◆ **Work required**:
Reproduce the rows below word for word, without changing any character.

-- START OF Extracted information --

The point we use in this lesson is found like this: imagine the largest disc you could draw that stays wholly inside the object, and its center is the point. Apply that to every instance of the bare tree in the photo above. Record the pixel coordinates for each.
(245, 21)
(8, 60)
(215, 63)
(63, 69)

-- END OF Extracted information --

◆ **Written response**:
The point we use in this lesson is found like this: imagine the largest disc you could draw that stays wholly inside the object, and its center is the point. Apply that to every instance of the bare tree in the photo above. Record the pixel coordinates for each.
(245, 21)
(8, 60)
(215, 63)
(63, 69)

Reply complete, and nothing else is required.